| Énoncé de l'exercice |
D'après le texte proposé ci-dessous, qu'est-ce qui distingue fondamentalement l'être humain de l'animal ?

:: Texte proposé

Mettre de la créativité dans sa vie pour se réaliser, voire pour résilier. Ecrire pour sortir de soi et faire sortir de soi ce qui, sinon, amènerait à l’éclosion de troubles, être dans la mise en œuvre pour sauver sa peau, marquer le texte avec les mots pour ne pas se démarquer et sombrer dans la folie. L’art ne suffit pas toujours, des artistes se sont perdus malgré tout et pourtant…

Je reste convaincue que ce qui inscrit fondamentalement la différence entre l’être humain et l’animal, c’est justement cette capacité à créer, cette nécessité d’engendrer. Pas besoin d’être un artiste, pour certains, il suffira d’enfanter ou de planter des arbres. Quand on se livre à l’art, par la peinture, l’écriture ou en faisant un film, il y a, en plus, une dimension de transmission, on ne crée pas seulement pour soi, on crée aussi pour partager, pour diffuser au plus grand nombre. Cela part bien sûr d’un besoin de reconnaissance plus marqué chez certains individus. A chacun son histoire, peu importe, seule compte la façon dont on parviendra à extraire ce qui brûle en nous pour arriver au but, exulter, voir ce qui prenait aux tripes prendre forme entre la matière et la pensée. Une fois l’objet créé, on approche l’apaisement, sans crier victoire, parce qu’il faudra continuer encore et toujours, jusqu’au bout. La machine ne s’arrêtera pas. Si le processus stoppait, c’est l’esprit qui se rendrait. Le processus créatif nait d’une pensée, une pensée trop riche, intense qui, si, elle n’est pas canalisée, affole l’esprit.

::::
:: Données fournies

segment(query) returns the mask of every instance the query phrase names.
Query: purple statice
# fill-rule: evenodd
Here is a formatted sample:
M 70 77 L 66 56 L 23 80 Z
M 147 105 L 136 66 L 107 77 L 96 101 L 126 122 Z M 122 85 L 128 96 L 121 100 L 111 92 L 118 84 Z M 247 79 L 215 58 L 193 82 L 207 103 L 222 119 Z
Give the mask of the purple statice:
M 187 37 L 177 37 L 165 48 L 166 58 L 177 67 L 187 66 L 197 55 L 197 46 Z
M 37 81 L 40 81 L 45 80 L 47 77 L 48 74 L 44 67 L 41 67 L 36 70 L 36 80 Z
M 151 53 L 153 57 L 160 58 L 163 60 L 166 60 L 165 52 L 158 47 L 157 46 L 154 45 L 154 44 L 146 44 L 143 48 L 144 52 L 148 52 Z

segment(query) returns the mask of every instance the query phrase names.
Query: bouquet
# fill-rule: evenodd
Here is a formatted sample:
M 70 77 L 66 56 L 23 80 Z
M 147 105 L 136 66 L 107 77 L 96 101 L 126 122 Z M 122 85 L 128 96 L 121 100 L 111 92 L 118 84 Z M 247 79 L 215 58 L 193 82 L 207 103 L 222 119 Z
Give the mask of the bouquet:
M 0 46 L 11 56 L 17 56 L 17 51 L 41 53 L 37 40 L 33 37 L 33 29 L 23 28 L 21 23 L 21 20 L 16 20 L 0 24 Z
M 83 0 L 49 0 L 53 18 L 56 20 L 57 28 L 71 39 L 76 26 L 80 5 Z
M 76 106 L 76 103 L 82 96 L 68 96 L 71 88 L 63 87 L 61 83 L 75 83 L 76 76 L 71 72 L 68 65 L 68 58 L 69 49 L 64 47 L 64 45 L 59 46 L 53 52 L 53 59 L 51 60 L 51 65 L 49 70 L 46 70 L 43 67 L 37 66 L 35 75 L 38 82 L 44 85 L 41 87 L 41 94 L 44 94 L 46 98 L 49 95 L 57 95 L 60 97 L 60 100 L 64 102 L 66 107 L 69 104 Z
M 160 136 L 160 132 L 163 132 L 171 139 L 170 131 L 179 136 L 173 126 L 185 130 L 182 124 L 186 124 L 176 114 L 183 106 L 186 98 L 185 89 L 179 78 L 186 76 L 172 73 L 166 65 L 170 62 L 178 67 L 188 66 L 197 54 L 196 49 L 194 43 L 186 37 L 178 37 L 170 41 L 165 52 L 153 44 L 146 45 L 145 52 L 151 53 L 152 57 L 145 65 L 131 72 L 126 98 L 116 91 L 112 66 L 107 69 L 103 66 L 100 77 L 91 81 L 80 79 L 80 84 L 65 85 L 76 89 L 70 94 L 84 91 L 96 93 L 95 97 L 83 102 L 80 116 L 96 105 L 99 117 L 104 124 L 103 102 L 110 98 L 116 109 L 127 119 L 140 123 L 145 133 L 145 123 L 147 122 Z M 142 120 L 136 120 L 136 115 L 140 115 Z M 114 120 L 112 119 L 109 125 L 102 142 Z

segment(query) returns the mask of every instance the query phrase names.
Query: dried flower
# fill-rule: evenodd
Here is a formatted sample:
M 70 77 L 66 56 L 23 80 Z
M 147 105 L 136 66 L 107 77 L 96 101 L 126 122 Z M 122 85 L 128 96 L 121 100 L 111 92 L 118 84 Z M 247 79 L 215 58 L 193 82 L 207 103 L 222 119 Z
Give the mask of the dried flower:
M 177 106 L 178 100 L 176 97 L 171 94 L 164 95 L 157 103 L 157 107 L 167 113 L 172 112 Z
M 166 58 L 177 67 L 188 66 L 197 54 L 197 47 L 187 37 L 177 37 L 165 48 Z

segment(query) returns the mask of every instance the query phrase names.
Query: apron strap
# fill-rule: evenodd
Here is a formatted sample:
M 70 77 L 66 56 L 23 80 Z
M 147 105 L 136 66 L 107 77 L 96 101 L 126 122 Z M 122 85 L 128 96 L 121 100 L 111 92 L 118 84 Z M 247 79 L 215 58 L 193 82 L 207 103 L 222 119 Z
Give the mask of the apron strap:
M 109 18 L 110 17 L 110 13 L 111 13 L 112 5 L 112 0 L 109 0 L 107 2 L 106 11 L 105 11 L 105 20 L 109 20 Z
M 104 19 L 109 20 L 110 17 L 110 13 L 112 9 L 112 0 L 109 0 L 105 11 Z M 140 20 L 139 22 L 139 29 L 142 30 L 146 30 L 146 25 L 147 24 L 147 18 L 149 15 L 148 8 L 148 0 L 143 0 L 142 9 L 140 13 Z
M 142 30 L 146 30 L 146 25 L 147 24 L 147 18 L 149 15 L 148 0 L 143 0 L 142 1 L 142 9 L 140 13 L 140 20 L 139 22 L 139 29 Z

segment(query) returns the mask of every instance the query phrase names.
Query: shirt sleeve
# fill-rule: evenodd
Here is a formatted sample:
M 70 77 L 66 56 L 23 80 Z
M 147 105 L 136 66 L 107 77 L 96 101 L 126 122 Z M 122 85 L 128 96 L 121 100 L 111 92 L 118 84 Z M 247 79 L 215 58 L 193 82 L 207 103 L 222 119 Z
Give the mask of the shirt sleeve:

::::

| Réponse rédigée |
Sa capacité à créer, cette nécessité d'engendrer.